## Texto proporcionado
┌──

Miedo Rojo! Las tensiones entre el cómic estadounidense y el comunismo
"Sólo para adictos" era el eslogan que aparecía en la portada de una conocida revista de videojuegos de los 80.
Y es que hay que tener verdadero interés por el cómic para atreverse a leer completo el enorme artículo de investigación que el autor Ignacio Fernández escribió en el año 2012 para la web Tebeosfera. Como si de una tesis doctoral se tratara, Ignacio no escatima medios ni bibliografía para analizar en profundidad la manipulación del comunismo por parte del cómic norteamericano, al tiempo que nos revela el origen del rechazo de los soviéticos hacia el cómic, lo cual permite comprender por qué es tan difícil encontrar cómics rusos de aquellos años.
Aparte de recomendar dosificar la lectura del artículo en varias etapas (la lectura de un tirón "sólo para adictos"), recomiendo encarecidamente la descarga y lectura en pdf que proporciona la propia web Tebeosfera, donde se pueden apreciar las viñetas que ilustran el texto y permiten comprender mejor el alcance de la manipulación a través del cómic.

└──

## Datos registrados
┌──

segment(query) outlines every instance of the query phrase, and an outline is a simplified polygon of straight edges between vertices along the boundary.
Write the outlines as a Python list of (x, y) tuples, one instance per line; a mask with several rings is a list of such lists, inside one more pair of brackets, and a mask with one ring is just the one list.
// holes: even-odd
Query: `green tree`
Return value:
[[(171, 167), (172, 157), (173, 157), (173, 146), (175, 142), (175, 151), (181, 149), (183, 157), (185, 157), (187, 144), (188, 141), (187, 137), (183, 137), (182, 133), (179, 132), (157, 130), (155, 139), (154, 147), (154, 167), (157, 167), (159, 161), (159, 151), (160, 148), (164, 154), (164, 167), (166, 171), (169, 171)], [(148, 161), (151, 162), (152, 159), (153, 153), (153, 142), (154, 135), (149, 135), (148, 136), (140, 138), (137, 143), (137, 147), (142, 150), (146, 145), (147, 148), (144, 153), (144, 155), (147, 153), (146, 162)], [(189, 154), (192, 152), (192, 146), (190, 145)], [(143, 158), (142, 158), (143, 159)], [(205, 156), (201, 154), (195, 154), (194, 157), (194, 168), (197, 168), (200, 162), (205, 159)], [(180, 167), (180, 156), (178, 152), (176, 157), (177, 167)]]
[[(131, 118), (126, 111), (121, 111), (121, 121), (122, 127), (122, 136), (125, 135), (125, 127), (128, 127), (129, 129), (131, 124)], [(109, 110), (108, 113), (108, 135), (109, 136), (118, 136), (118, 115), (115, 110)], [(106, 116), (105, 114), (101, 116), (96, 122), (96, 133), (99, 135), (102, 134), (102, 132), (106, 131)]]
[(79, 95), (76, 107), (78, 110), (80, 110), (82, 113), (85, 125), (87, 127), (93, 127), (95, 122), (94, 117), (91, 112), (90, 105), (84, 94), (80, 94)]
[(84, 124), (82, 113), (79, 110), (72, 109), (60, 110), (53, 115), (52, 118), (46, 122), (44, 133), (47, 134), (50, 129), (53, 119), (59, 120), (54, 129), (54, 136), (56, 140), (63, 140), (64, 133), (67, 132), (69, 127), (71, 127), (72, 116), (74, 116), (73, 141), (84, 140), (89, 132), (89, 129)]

└──

Contesta estas preguntas con lo que dice el texto sobre el cómic y el comunismo:
1. ¿Qué eslogan salía en la portada de la revista de videojuegos de los 80?
2. ¿En qué año escribió Ignacio Fernández su artículo y para qué web?
3. ¿En qué formato se recomienda descargar y leer el artículo?

## Respuesta correcta
1. "Sólo para adictos".
2. En 2012, para la web Tebeosfera.
3. En pdf.